#### Material provided:

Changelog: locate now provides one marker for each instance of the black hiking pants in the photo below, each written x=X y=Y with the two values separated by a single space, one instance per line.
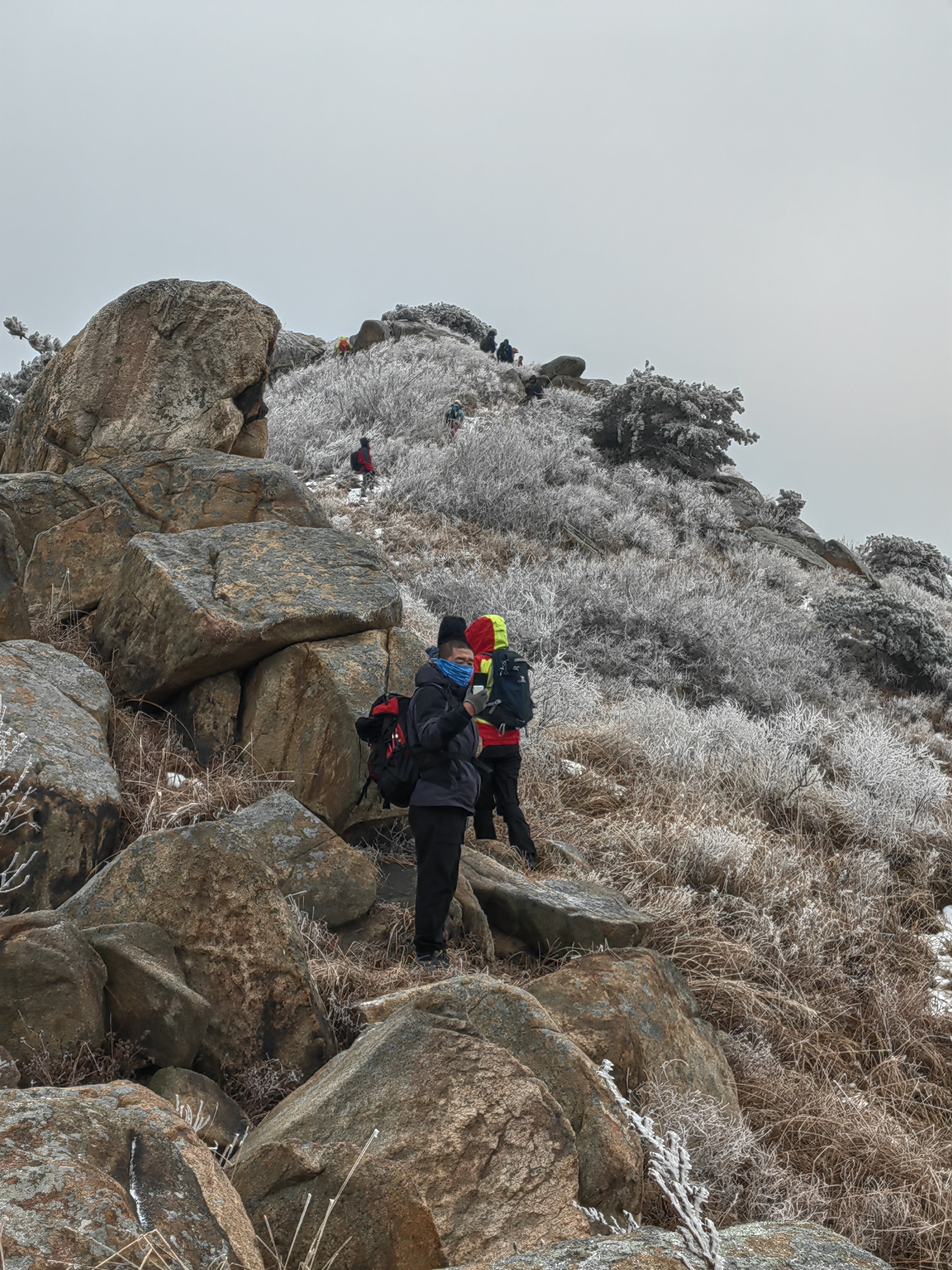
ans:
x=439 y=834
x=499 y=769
* * *
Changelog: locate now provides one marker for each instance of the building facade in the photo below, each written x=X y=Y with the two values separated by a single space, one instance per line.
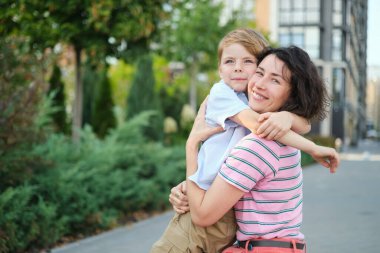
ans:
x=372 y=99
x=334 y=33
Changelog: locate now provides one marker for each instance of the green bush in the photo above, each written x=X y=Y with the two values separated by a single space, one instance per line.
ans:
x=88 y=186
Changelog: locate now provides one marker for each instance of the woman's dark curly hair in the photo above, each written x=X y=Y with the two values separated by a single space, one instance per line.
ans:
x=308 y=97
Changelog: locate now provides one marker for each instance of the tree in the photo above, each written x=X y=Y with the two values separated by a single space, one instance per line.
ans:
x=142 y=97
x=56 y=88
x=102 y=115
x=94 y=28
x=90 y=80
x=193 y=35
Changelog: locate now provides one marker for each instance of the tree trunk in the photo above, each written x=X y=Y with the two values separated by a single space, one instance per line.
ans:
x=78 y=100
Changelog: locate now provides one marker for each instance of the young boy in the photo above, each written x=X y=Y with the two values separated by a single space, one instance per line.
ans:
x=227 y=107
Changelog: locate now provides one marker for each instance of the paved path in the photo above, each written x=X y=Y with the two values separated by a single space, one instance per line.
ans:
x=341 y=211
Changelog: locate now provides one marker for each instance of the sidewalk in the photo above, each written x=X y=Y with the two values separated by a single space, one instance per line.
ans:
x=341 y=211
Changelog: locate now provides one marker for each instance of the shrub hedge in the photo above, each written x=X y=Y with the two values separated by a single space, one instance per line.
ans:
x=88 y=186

#### Task to carry out:
Reproduce verbatim the portion of the entries above that begins with the line containing "the tree in" and ends with the line containing "x=227 y=107", including both of those lines.

#### Answer in full:
Changelog: locate now provides one marker for each instance of the tree in the photo above, each written x=X y=Y with the two values separated by a single space, one instance per line.
ans:
x=142 y=97
x=56 y=88
x=102 y=115
x=94 y=28
x=90 y=80
x=193 y=35
Changelog: locate now provides one marker for each instance of the tree trunk in the photo above, each written x=X y=Y with the two values separated by a single space, one instance per line.
ans:
x=78 y=100
Changelog: locate now provides one marker for each instance of the young boy in the photo above, each written x=X y=Y with the two values separated by a single space, one instance per line.
ans:
x=227 y=107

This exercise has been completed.